Reproduce the commentary on Matthew 7:6b below word for word, from the first line to the last.

» **Document excerpt**:
══════════════════════════════
Prepared by Dr. John E. Marshall

Matt. 7:6b “. . .lest they trample them under their feet, and turn again and
rend you.”

Dogs and hogs were to the Jews ceremonially unclean and repulsive. Dogs, not domesticated as pets, ran wild in packs, serving as self-appointed scavengers to clean city streets. They ate garbage and thus inspired disgust. Swine were deemed so repulsive that many Jews would not say the word “pig.” These two species of animals provided Jesus a good backdrop on which to picture not only the precious being defiled, but also the backlash which can be brought on by desecration.
Dogs can be fierce. “Let sleeping dogs lie” is wise counsel. I once accidentally stepped on a sleeping dog, and received a bloody face in return.
Pigs are dangerous. Our family knew a Tennessee man who went out one day to feed his hogs. He died with a heart attack and fell in the pen. The hogs ate half his corpse before anyone came to check on him. To lavish pearls on swine is not a wise practical joke. Pearls, looking like feed, would rouse the pigs, but soon the swine would deem them gravel, trample them underfoot, and begin looking elsewhere for food. Enraged at being fooled, they could easily turn on the giver.
The picture is graphic. Desecration recoils. It comes back to haunt the ones who devalue the holy or cast the pearls. The punishment may be seeing a loved one slip farther from God, or may entail loss of confidence and trust from family and friends. Jesus, loving us, does not want us to expose ourself to unnecessary grief.
══════════════════════════════
» **Data entries**:
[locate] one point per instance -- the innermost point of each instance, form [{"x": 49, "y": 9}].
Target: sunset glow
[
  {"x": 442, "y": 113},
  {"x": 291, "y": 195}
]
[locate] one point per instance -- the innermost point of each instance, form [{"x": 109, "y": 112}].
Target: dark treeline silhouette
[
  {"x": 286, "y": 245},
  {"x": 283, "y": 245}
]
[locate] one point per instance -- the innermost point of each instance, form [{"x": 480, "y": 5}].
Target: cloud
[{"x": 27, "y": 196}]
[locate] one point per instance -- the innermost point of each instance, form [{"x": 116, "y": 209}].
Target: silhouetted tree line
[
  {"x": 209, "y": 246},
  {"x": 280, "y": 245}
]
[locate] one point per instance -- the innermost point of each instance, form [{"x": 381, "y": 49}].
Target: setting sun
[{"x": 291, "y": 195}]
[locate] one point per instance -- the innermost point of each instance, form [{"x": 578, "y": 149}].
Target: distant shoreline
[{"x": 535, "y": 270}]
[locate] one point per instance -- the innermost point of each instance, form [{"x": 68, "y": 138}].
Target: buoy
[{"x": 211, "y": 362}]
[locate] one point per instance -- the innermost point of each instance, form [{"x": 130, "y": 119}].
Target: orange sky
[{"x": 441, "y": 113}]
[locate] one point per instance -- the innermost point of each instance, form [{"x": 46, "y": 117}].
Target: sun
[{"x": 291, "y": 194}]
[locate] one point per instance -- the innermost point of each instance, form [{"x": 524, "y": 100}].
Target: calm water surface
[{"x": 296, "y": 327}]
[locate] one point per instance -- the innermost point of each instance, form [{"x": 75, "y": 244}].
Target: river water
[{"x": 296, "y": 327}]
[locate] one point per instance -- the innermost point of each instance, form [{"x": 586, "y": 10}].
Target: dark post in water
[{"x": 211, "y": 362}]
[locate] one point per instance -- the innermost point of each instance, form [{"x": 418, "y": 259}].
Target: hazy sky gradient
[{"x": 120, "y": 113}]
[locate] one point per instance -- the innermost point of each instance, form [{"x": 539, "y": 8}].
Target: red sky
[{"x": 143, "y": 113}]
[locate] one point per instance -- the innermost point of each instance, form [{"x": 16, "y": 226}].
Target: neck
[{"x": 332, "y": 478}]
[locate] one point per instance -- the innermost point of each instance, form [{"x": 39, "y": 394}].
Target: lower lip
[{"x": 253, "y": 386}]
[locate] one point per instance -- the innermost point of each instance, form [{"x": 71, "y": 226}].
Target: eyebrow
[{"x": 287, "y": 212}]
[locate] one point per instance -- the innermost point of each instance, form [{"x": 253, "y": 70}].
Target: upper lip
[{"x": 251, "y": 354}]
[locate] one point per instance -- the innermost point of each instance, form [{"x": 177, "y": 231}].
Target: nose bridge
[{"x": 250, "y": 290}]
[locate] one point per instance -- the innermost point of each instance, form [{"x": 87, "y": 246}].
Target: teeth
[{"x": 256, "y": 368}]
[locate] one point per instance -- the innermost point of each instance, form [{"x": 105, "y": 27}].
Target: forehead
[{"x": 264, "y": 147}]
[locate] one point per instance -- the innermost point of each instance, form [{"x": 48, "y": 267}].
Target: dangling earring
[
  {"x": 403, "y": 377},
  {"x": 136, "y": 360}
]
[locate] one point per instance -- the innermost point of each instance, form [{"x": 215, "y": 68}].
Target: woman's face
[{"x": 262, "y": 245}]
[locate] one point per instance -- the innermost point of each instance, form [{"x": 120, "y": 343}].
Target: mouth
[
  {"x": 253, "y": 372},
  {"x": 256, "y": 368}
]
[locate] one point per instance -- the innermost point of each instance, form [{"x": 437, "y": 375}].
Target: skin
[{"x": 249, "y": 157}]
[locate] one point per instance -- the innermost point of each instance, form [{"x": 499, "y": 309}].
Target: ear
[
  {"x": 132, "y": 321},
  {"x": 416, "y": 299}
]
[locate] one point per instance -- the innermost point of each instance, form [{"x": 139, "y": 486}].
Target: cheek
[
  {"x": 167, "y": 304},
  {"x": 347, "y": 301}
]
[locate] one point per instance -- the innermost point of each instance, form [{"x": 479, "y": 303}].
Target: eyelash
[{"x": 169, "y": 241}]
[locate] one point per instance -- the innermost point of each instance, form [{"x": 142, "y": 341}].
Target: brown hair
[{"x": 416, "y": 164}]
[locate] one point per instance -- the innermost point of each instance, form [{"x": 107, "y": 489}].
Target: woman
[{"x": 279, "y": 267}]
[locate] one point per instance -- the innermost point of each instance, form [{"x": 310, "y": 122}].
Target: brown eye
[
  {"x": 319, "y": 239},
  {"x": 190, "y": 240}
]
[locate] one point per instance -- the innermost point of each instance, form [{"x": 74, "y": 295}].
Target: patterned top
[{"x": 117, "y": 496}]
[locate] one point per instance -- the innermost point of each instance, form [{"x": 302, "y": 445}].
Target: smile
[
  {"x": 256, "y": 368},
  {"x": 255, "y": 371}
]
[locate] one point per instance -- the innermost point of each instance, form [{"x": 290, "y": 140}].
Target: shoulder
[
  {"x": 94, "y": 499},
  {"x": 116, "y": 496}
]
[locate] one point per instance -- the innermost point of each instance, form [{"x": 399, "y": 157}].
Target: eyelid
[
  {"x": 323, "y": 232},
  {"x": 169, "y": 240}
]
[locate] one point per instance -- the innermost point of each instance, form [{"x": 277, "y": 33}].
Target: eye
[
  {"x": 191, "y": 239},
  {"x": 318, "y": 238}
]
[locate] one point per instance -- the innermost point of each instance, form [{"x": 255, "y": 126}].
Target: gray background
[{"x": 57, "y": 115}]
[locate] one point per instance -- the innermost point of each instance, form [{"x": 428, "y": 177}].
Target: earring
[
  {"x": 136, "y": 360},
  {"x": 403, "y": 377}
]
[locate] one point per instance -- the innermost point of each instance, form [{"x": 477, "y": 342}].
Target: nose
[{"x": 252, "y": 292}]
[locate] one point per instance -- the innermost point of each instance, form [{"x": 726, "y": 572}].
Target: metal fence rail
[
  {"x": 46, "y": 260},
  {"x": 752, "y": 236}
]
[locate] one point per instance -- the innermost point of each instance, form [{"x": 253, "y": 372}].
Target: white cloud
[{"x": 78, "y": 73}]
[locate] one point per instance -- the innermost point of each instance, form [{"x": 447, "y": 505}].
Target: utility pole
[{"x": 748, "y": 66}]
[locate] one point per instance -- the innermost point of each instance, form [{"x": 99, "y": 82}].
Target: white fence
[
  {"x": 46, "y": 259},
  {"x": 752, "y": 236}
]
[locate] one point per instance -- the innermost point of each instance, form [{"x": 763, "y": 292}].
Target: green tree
══════════════════════════════
» **Written answer**:
Prepared by Dr. John E. Marshall

Matt. 7:6b “. . .lest they trample them under their feet, and turn again and
rend you.”

Dogs and hogs were to the Jews ceremonially unclean and repulsive. Dogs, not domesticated as pets, ran wild in packs, serving as self-appointed scavengers to clean city streets. They ate garbage and thus inspired disgust. Swine were deemed so repulsive that many Jews would not say the word “pig.” These two species of animals provided Jesus a good backdrop on which to picture not only the precious being defiled, but also the backlash which can be brought on by desecration.
Dogs can be fierce. “Let sleeping dogs lie” is wise counsel. I once accidentally stepped on a sleeping dog, and received a bloody face in return.
Pigs are dangerous. Our family knew a Tennessee man who went out one day to feed his hogs. He died with a heart attack and fell in the pen. The hogs ate half his corpse before anyone came to check on him. To lavish pearls on swine is not a wise practical joke. Pearls, looking like feed, would rouse the pigs, but soon the swine would deem them gravel, trample them underfoot, and begin looking elsewhere for food. Enraged at being fooled, they could easily turn on the giver.
The picture is graphic. Desecration recoils. It comes back to haunt the ones who devalue the holy or cast the pearls. The punishment may be seeing a loved one slip farther from God, or may entail loss of confidence and trust from family and friends. Jesus, loving us, does not want us to expose ourself to unnecessary grief.